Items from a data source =
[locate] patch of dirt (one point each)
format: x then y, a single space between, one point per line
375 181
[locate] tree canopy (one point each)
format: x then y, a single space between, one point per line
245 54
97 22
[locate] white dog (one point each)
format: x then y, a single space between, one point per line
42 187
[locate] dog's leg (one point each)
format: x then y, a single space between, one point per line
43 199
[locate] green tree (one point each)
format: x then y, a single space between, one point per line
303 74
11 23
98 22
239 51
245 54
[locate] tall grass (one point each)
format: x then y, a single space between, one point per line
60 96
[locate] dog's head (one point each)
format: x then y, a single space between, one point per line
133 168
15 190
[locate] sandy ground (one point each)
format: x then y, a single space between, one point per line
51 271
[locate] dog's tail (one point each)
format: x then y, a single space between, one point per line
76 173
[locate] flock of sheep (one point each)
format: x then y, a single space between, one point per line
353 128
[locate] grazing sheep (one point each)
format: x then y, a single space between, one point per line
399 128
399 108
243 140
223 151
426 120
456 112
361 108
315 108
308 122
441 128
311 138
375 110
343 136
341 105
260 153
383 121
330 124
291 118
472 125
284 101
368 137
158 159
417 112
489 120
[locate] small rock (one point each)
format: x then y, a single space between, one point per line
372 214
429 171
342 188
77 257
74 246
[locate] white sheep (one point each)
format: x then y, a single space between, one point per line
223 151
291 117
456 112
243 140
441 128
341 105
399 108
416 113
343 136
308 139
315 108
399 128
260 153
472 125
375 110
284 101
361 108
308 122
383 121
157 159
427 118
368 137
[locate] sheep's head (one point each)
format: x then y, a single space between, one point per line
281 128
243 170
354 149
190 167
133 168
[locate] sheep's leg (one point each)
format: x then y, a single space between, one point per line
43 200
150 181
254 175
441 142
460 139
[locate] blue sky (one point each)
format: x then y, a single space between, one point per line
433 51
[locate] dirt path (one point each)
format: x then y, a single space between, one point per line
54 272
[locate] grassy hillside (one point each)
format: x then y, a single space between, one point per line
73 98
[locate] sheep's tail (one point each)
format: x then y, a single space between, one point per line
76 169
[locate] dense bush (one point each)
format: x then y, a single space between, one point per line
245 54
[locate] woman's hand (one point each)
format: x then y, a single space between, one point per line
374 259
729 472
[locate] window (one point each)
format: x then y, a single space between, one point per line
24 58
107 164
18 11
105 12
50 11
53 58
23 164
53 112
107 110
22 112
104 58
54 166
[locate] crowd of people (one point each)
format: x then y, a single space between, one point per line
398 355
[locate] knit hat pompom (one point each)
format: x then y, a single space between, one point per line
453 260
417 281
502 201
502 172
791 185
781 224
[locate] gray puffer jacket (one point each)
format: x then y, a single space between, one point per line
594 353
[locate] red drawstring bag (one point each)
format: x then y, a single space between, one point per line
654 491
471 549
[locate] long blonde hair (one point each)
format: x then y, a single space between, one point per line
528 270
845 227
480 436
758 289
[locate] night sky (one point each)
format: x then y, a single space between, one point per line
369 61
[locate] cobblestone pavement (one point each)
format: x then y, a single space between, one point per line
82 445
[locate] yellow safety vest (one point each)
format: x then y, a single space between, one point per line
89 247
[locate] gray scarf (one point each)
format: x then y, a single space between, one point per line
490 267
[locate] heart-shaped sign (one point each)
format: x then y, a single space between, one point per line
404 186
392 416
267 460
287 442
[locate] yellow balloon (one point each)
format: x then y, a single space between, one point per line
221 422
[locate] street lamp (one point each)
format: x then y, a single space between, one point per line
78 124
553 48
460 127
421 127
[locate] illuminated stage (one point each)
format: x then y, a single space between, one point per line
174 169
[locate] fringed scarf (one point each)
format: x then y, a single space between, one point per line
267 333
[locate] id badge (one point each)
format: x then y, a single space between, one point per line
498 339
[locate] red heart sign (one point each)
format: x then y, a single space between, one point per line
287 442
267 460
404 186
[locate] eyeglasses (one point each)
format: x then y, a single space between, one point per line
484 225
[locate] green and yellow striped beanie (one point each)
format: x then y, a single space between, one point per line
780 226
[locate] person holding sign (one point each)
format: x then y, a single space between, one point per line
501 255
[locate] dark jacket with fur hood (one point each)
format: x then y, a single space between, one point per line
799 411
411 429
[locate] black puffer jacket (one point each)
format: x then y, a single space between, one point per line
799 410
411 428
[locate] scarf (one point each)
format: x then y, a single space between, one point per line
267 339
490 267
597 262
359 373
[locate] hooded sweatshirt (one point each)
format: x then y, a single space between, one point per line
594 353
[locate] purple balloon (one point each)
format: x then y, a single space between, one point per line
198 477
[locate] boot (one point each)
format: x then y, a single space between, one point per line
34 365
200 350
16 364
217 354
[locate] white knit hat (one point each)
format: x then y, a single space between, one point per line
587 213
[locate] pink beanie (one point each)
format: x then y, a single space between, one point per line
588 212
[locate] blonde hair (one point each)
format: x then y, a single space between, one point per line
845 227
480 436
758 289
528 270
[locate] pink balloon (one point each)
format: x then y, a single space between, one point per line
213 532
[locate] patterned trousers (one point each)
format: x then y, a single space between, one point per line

Task brief =
Each line of the records should be repeated exactly as it stands.

Result =
[locate] patch of dirt (one point each)
format: x then y, a single space between, one point per line
375 181
[locate] tree canopy (one point each)
format: x then y, a single space between, one point per line
245 54
97 22
[locate] white dog (one point each)
format: x then y, a single space between, one point per line
42 187
[locate] dog's leg (one point each)
format: x then y, a single space between, one point per line
43 199
[locate] green tree (one point each)
format: x then y, a single space between, one point per line
303 74
11 23
98 22
239 51
245 54
[locate] tall grass (one point each)
format: x then y, a single space between, one point per line
60 96
[locate] dog's head (one point each)
format: x then y, a single space between, one point per line
133 168
15 190
[locate] sandy ground (one point each)
format: x then y, a single space between, one point per line
51 271
[locate] dog's tail (one point each)
format: x then y, a single space between, one point per line
76 173
[locate] flock of sheep (one point each)
format: x then y, a single space between, one point per line
353 128
[locate] grazing sheep (one point each)
format: x then y, a single space between, one point per line
399 128
399 108
243 140
223 151
426 120
456 112
361 108
315 108
308 122
441 128
311 138
375 110
343 136
341 105
260 153
383 121
330 124
291 118
472 125
284 101
368 137
158 159
417 112
489 120
[locate] small rock (one point each)
format: x then y, a single space between, one point per line
372 214
429 171
342 188
77 257
74 246
[locate] white sheep (one point each)
format: x then y, a single space between, one point per line
223 151
291 117
456 112
243 140
441 128
341 105
399 108
416 113
343 136
308 139
315 108
399 128
260 153
472 125
375 110
284 101
361 108
308 122
383 121
157 159
427 118
368 137
[locate] sheep's head (one point each)
format: x then y, a single space between, one point per line
281 128
243 170
354 149
190 167
133 168
[locate] sheep's leg (one point each)
format: x then y, a single space between, one point per line
43 200
150 181
254 175
441 142
460 139
[locate] blue sky (one point each)
format: x then y, a single space between, one point per line
433 51
[locate] dirt path (one point each)
format: x then y, a single space between, one point per line
54 272
[locate] grassy hillside (one point each)
format: x then y, a single space between, one point per line
73 98
[locate] sheep's tail (one point each)
format: x then y, a single space between, one point per line
76 169
[locate] dense bush (one point each)
format: x then y, a single space between, one point per line
245 54
[locate] woman's hand (one point each)
format: x then y, a single space between, one point per line
374 259
729 472
[locate] window (one point each)
format: x then y, a single space between, one point per line
24 58
107 164
18 11
105 12
50 11
53 58
23 164
53 112
107 110
22 112
104 58
54 166
[locate] crowd of people (one point each)
format: x then y, a single space between, one point per line
398 355
[locate] knit hat pompom (one point each)
format: x then y, a single space between, one point per line
453 260
417 281
502 201
502 172
791 185
781 224
[locate] gray puffer jacket (one point each)
format: x then y, a single space between, one point per line
594 353
[locate] red drawstring bag (one point each)
format: x then y, a single space between, one point per line
654 491
471 549
[locate] long blonde hair (one point each)
format: x then y, a single space between, one point per line
528 270
845 227
480 436
758 289
[locate] night sky (one point each)
format: x then y, a single space between, one point per line
369 61
[locate] cobblestone pavement (one point each)
format: x then y, a single space between, one point per line
82 445
[locate] yellow safety vest (one point each)
format: x then y, a single space between, one point per line
89 247
[locate] gray scarf (one point each)
format: x then y, a single space between, one point per line
490 267
[locate] heart-shaped sign (one point each)
format: x then y, a single space between, one point per line
404 186
392 416
267 460
287 442
[locate] yellow balloon (one point each)
format: x then y, a single space between, one point per line
221 422
[locate] street lamp (one point each)
format: x then y, a single space between, one point per line
78 124
553 48
460 127
421 127
[locate] illuminated stage (one point each)
format: x then y, a single space between, one point per line
174 169
[locate] fringed scarf (one point each)
format: x then y, a single space between, one point per line
267 333
[locate] id badge (one point each)
format: x then y, a single space between, one point per line
498 339
[locate] red heart sign (one point each)
format: x then y, a single space between, one point per line
287 442
267 460
404 186
[locate] eyeglasses (one point each)
format: x then y, a single space between, one point per line
484 225
[locate] green and yellow striped beanie (one point each)
format: x then y, a single space between, one point per line
780 226
[locate] person holding sign (one point each)
format: x then y, a single space between, one point per line
501 255
[locate] dark jacket with fur hood (one point each)
format: x then y, a single space between, one point per line
799 411
411 429
[locate] black puffer jacket (one point each)
format: x then y, a single space between, one point per line
799 410
411 428
[locate] scarf (one point each)
format: x then y, a single space between, one point per line
267 339
490 267
597 262
359 373
[locate] hooded sweatshirt (one point each)
format: x then y, a single space between, one point per line
594 353
[locate] purple balloon (one point each)
format: x then y, a single space between, one point per line
198 477
[locate] boot (one point each)
format: x then y, a single space between, one point per line
34 365
200 350
16 364
217 354
[locate] white knit hat (one point each)
format: x then y, a single space between, one point per line
587 213
[locate] pink beanie (one point each)
format: x then y, a single space between, one point per line
588 212
[locate] blonde hair (one point each)
format: x then y, a single space between, one point per line
845 227
480 436
758 289
528 270
[locate] pink balloon (one point each)
format: x then y, a single space between, one point per line
213 532
[locate] patterned trousers (one point each)
format: x then y, a single space between, one point per line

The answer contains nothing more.